Preterm delivery, small for gestational age (SGA) offspring, preeclampsia, placental abruption, and stillbirth complicate up to 10–25% of first singleton pregnancies; the prevalence of these complications is lower in parous than in nulliparous women.1
These pregnancy complications are seemingly different in manifestation and are often regarded as separate disease entities. However, they frequently occur in the same pregnancy, and they seem to share much of their causation through a dysfunctional placenta.2–5 Also, a metabolic syndrome seems to be a pivotal component of these pregnancy complications6,7: Endothelial dysfunction,8,9 dyslipidemia,10,11 inflammation markers,12,13 and obesity14,15 have all been associated with these different pregnancy complications. On a genetic level, thrombophilia may also contribute to the pathophysiology of these.16 Thus, it seems plausible that each of these pregnancy complications could predispose to others in a subsequent pregnancy as well as a recurrence of the complication.
Previous studies have investigated the recurrence in a second pregnancy of preterm delivery,17–23 preeclampsia,24,25 SGA offspring,24 placental abruption,24,26 and stillbirth.24,27 Other studies have investigated the relation between one complication in the first pregnancy and the risk of developing a different complication in the subsequent consecutive pregnancy.24,28–31 However, none of these studies have investigated how the severity of these pregnancy complications affects the risk of recurrence or risk of other complications in a subsequent pregnancy.

= = =

§ YOUR ASSIGNMENT
Extend the text on pregnancy complications and their recurrence, beginning after its final sentence.

§ Saved entries
= = =

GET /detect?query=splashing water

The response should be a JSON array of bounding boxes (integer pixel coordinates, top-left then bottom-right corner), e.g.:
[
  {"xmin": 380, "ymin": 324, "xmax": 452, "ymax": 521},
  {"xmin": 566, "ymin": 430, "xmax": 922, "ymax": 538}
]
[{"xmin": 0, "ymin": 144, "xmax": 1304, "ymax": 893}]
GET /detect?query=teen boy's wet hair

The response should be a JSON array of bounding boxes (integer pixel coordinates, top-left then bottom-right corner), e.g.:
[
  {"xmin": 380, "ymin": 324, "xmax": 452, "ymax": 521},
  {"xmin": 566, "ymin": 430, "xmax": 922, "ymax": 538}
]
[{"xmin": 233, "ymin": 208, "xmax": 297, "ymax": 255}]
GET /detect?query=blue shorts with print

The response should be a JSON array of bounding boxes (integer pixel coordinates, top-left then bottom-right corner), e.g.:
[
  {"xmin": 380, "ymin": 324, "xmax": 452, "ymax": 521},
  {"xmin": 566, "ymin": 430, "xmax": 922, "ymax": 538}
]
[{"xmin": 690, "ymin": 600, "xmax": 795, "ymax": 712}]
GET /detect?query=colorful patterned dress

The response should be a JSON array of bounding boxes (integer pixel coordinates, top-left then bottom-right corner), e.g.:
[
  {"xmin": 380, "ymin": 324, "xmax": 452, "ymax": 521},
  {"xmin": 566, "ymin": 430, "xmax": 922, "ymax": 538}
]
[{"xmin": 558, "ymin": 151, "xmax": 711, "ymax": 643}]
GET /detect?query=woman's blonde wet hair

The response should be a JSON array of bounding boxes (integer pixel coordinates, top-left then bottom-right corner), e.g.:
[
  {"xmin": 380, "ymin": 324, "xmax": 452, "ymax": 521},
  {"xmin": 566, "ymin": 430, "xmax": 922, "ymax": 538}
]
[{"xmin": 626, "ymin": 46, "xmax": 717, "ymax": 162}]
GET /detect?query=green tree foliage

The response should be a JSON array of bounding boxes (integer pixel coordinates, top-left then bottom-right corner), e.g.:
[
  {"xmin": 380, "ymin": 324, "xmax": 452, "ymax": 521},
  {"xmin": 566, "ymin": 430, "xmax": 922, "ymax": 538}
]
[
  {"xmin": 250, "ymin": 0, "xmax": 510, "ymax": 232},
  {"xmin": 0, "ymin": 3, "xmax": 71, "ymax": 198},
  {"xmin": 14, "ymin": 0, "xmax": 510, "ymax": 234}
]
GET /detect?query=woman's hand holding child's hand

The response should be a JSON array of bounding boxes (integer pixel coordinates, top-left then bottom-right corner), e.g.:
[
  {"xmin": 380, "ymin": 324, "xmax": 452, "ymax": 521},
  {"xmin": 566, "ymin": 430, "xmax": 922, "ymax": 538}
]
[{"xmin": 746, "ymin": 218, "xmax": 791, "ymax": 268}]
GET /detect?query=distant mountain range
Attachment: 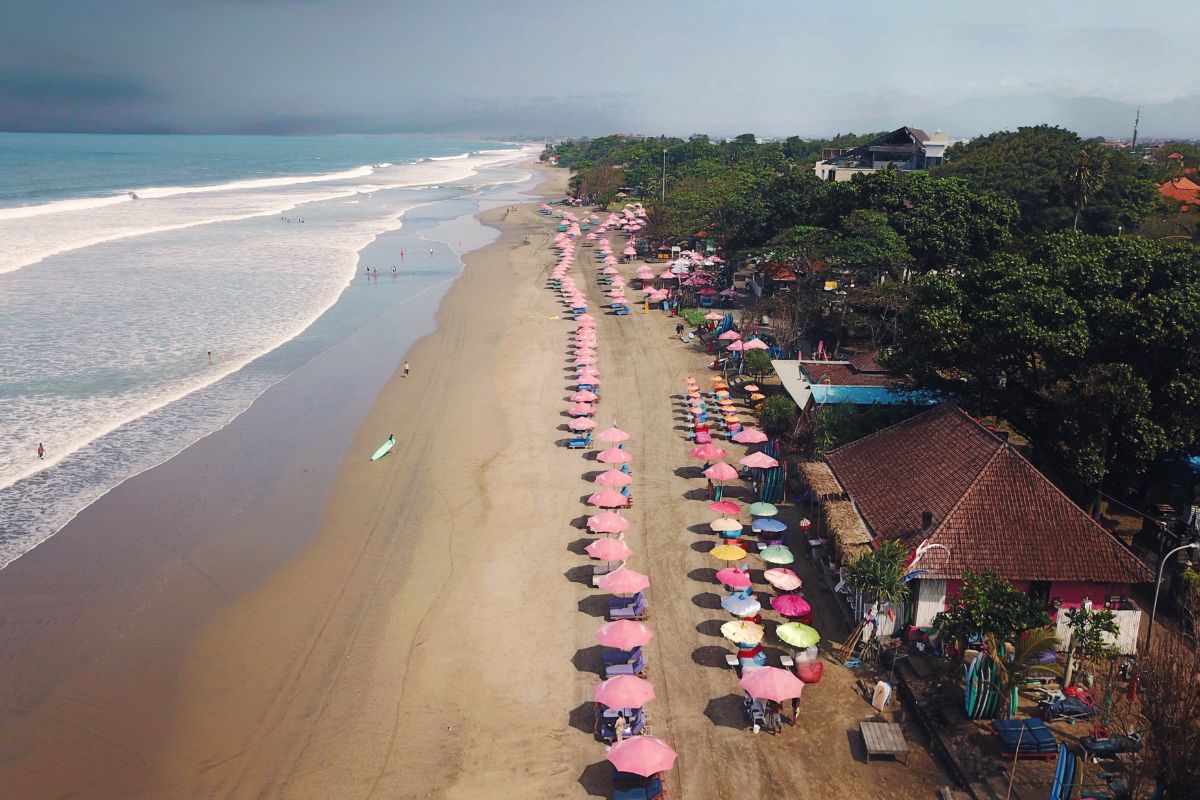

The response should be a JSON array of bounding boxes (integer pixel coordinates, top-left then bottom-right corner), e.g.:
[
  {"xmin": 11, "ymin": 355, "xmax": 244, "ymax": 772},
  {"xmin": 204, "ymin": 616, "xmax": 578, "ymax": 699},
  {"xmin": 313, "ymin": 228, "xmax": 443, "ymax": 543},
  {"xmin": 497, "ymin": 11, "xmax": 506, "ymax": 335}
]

= = =

§ EXPECTED ANSWER
We designed a registry-based study employing the Danish national registries to clarify the obstetric consequences in a second pregnancy after a first singleton pregnancy complicated by spontaneous preterm delivery, preeclampsia, and stratified by the variation in fetal growth. Specifically, we investigated 1) spontaneous preterm delivery at different gestational ages and the risk of subsequent preterm delivery, preeclampsia, SGA offspring, placental abruption, and stillbirth; 2) occurrence as well as severity of preeclampsia and the risk of subsequent preeclampsia, SGA offspring, placental abruption, and stillbirth; and 3) variation in fetal growth and the risk of subsequent SGA offspring, preeclampsia, placental abruption, stillbirth, and preterm delivery offspring in the second pregnancy.
MATERIALS AND METHODS
The National Patient Registry (NPR) collects information on all discharge diagnoses and all complications during pregnancy and delivery in Denmark since 1978.32 We extracted information on all singleton deliveries in Denmark from January 1, 1978, to October 1, 2007, which accrued 1,795,806 deliveries of 965,475 women. From this population, we defined a cohort consisting of women, who had a first delivery after the age of 15 years and a second delivery before the age of 50 years (n=550,805), excluding those with a cardiovascular diagnosis (n=11,969; 2.2%) or type 1 and 2 diabetes (n=2,179; 0.5%) preceding the second delivery, and women who died or emigrated within 3 months of the second delivery (n=46 and n=196). Thus, the cohort consisted of 536,419 women. The exposures and endpoints were preterm delivery, preeclampsia, fetal growth, placental abruption, and stillbirth after 20 weeks of gestation.
At delivery, gestational age is routinely recorded. Initially, gestational age was assessed by the last menstruation period; gradually, gestational age was determined by early second trimester ultrasonography from 1978 to 2007. We stratified preterm delivery into four groups by gestational age: 20 to 27 weeks, 28 to 31 weeks, 32 to 37 weeks; and deliveries after 37 weeks as the reference group. We defined a spontaneous delivery as a pregnancy without preeclampsia, SGA offspring, placental abruption, or stillbirth. Fetal growth was measured by the birth weight standardized for gender and gestational age33; SGA was defined as fetal growth 2 standard deviations (SDs) below the mean.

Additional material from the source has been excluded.